§ WHAT THE EXERCISE ASKS:
Your answer must consist solely of the line containing "Where in the photo above can the car window" and each line after it through the end of the data, copied exactly.

§ Items listed in a dataset:
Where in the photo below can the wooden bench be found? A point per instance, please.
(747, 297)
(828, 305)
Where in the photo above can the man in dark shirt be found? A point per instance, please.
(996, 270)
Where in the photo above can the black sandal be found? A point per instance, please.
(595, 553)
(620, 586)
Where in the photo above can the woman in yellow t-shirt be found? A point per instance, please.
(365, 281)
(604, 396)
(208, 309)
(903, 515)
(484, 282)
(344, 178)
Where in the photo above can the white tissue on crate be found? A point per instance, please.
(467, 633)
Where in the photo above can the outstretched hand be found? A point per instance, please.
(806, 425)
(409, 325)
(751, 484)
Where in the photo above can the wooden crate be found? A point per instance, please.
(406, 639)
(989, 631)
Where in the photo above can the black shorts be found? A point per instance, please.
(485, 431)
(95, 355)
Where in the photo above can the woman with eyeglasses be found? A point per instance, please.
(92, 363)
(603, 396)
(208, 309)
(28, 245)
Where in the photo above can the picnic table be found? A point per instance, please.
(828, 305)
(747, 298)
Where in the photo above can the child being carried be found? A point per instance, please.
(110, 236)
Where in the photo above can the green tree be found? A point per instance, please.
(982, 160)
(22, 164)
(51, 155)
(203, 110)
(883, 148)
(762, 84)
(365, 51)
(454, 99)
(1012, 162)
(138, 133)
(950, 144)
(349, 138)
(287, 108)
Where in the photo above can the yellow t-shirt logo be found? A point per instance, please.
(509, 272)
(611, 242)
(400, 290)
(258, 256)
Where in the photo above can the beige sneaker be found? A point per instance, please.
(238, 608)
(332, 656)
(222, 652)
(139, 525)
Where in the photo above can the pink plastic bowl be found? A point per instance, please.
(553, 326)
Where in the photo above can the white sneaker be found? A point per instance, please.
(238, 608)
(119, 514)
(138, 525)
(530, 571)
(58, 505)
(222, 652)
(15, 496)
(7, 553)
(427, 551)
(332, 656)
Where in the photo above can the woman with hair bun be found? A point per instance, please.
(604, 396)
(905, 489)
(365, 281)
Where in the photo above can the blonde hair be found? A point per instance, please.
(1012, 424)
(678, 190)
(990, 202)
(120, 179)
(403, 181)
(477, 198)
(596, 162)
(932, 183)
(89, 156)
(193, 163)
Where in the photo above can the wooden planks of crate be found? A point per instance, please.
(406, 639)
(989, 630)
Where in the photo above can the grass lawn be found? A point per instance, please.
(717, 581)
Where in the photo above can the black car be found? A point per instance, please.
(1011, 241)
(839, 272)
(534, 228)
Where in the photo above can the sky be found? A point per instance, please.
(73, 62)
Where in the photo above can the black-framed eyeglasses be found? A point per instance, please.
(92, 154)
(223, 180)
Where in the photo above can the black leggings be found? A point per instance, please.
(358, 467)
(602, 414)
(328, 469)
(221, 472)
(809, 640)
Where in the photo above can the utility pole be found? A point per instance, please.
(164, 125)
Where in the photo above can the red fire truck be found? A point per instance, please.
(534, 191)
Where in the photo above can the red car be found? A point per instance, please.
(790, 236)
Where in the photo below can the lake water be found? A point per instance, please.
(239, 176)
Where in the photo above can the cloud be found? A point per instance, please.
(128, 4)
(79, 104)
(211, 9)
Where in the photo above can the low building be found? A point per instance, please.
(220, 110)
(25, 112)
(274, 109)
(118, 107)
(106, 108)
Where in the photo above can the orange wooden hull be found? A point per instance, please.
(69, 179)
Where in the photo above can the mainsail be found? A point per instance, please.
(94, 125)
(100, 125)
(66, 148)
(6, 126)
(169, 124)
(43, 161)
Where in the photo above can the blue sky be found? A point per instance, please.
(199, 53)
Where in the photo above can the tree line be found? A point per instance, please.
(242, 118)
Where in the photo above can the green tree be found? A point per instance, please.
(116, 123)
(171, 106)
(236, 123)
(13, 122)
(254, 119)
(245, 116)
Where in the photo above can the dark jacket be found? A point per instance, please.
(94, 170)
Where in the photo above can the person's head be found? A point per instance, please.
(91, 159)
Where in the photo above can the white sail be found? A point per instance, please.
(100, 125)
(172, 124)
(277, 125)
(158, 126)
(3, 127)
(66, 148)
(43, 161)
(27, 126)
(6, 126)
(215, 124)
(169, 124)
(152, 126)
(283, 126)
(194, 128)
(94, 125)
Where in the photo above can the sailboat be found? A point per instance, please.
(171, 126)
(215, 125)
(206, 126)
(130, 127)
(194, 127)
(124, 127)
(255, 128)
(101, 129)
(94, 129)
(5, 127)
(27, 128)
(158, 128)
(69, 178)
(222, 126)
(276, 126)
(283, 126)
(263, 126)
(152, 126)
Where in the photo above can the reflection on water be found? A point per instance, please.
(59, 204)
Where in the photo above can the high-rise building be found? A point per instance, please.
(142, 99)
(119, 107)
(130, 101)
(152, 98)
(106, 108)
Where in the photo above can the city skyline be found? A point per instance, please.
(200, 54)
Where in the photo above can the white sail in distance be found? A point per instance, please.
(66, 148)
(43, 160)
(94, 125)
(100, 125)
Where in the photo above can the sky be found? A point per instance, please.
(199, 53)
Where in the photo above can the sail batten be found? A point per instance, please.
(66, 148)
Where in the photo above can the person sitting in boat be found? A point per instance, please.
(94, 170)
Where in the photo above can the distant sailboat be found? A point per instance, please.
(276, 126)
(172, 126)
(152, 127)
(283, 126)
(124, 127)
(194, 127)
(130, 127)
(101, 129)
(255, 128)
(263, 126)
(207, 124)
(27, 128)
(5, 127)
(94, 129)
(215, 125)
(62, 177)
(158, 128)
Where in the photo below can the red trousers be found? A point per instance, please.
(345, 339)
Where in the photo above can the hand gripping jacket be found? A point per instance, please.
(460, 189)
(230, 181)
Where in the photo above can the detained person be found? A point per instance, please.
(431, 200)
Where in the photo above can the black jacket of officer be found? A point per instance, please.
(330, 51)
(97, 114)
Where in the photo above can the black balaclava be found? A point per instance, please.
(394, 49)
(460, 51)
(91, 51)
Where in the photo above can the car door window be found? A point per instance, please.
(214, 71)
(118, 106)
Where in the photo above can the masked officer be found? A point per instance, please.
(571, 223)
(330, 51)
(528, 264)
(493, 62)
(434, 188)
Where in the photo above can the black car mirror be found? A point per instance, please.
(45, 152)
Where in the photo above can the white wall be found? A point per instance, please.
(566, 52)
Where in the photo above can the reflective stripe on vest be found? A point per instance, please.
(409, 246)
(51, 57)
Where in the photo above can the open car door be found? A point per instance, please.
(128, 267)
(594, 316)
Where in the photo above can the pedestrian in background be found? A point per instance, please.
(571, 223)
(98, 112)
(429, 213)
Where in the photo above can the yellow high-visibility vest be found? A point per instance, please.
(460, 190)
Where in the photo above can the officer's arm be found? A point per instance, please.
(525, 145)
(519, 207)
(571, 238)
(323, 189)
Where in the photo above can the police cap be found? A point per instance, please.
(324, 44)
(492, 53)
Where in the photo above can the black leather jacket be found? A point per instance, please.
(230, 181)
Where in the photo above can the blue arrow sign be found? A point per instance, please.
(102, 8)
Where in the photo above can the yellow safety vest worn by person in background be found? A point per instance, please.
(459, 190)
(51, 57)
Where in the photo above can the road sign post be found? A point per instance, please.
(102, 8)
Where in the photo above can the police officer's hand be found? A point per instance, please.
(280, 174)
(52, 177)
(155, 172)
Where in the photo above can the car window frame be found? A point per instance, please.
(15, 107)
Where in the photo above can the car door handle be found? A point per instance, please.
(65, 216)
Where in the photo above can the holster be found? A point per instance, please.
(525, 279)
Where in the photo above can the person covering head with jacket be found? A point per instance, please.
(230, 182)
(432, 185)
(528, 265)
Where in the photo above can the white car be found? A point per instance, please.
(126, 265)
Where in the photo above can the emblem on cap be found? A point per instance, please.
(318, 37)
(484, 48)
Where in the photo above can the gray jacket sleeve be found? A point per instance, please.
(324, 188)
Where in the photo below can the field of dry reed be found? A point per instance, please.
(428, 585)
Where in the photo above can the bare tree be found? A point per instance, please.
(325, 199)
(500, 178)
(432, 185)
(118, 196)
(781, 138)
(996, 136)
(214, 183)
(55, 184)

§ FINAL ANSWER:
Where in the photo above can the car window frame be found? A point per instance, please.
(15, 107)
Where in the photo above can the car door handle be found? A point per instance, please.
(65, 216)
Where in the photo above can the holster be found? A point per instance, please.
(525, 279)
Where in the photo above can the person covering head with jacket be found? A point per instance, please.
(230, 182)
(432, 185)
(528, 265)
Where in the photo above can the white car be found? A point per instance, please.
(126, 265)
Where in the photo above can the emblem on cap be found? A point per instance, please.
(318, 37)
(484, 48)
Where in the photo above can the gray jacket sleeve be found? A point per instance, please.
(324, 188)
Where in the photo below can the field of dry reed be found? A point per instance, please.
(428, 585)
Where in the photo above can the bare tree be found? A point per instance, please.
(325, 199)
(500, 178)
(432, 185)
(118, 196)
(781, 138)
(996, 136)
(214, 183)
(55, 184)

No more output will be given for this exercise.